# Die Aufgabe:
Führe den Artikel über den Zuger Rathauskeller im Anschluss an seinen letzten Satz fort.

# Vorliegender Auszug:
%%

Stefan Meier (60) bezeichnet sich im Gespräch mit zentralplus als eine «aussterbende Rasse». «Wir kochen noch traditionell», sagt Meier. Und der Spitzenkoch gibt ein Beispiel: «Ein gutes Ghackets braucht viel mehr Sorgfalt und Know-how, als einen Hummer zuzubereiten.» Das richtige Fleisch nehmen, es anziehen, ablöschen und vor allem gut abschmecken sei eine Kunst.
Seit 33 Jahren steht der «Grandseigneur» der Zuger Gastronomie hinter dem Herd. Mit einer 12-köpfigen Kochbrigade sorgt er fürs leibliche Wohl seiner Gäste, verwendet frische und saisonale Naturprodukte.
Vor zwei Jahren haben Meier und sein Geschäftsführer und Mitinhaber Kuno Trevisan (44) ihr Konzept ziemlich auf den Kopf gestellt. Und bekamen dafür Lob von vielen Zugern. «Wir haben uns der Zeit angepasst», sagt Meier.
«Ein gutes Ghackets braucht viel mehr Sorgfalt und Know-how, als einen Hummer zuzubereiten.»
Stefan Meier, Küchenchef und Inhaber «Rathauskeller»
Gourmetlokal aufgehoben und Punkte verloren
Seit 2016 gibt es im ganzen Haus dieselben Speisen. Das Gourmetlokal in der Zunftstube im ersten Stock mit eigener Karte existiert in dieser Form nicht mehr. «Die Zeit der steifen Gourmetgastronomie, wo der Koch sagt, was der Gast zu essen hat, ist vorbei», findet Meier. Und Trevisan fügt hinzu: «Ja. Vorher war es etwas elitär, viele Gäste fanden, das sei eine andere Welt da oben, und sie trauten sich erst gar nicht in unser Lokal.»
Drei Geschäftszweige waren zu viel
Die Änderung hat aber auch betriebswirtschaftliche Gründe. Der Rathauskeller sei das erste Lokal Zugs gewesen, das ein Gourmetrestaurant und ein traditionelles Restaurant unter dem selben Dach betrieben. Sehr früh habe man auch mit professionellem Catering angefangen, das mittlerweile einen Drittel des Umsatzes einbringe. Alle drei Geschäftsbereiche parallel zu betreiben, wurde zu viel, die Edelgastronomie rentierte nicht mehr.

%%

Einträge eines Datensatzes:
%%

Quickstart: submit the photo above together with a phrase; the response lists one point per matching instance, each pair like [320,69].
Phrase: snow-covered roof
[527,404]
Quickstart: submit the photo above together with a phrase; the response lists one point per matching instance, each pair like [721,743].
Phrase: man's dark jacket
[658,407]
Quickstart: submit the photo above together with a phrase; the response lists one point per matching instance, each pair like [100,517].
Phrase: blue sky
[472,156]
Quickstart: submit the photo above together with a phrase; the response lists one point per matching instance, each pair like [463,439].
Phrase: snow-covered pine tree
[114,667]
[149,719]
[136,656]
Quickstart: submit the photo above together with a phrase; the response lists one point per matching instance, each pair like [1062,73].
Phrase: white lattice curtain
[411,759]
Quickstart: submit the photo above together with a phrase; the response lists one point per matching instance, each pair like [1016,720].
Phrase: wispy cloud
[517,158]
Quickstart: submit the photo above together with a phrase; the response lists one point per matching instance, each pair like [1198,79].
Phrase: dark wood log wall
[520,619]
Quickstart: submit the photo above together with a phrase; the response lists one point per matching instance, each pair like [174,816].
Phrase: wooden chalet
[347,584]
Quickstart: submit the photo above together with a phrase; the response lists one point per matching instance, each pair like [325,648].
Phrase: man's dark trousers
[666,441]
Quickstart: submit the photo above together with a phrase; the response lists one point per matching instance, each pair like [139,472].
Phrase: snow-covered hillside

%%

# Richtige Antwort:
Weniger Ehr, weniger Druck
Der Nachteil der Konzeptänderung war der Verlust der Auszeichnungen: Die Gastrokritiker von Ringier machen seither einen Bogen ums Lokal und erwähnen es gar nicht mehr. Meier ist das egal. «Ich fühle mich dadurch ohne Druck.» Sein Ziel sei der zufriedene Gast. Kuno Trevisan fügt hinzu, das schönste Kompliment, das ihnen die Gäste seither machten, sei, dass sie nun «eine Beiz für alle» geworden seien.
Dafür ist der Rathauskeller im Guide Michelin weiterhin unter der Rubrik «Bib Gourmand» aufgeführt. Die einzige Auszeichnung, die das Restaurant behalten hat. Das sind Lokale, wo man «sehr gute Küche zu einem günstigen Preis» bekommt.
Die Konzeptänderung hat aber auch mit veränderten Bedürfnissen und Ansprüchen der Gäste zu tun. Speziell in Zug mit seinem Bevölkerungsmix aus Einheimischen und Expats.
«Der Manager isst die ganze Woche in gehobenen Lokalen und hat dann mal Lust auf etwas anderes, Bodenständiges.»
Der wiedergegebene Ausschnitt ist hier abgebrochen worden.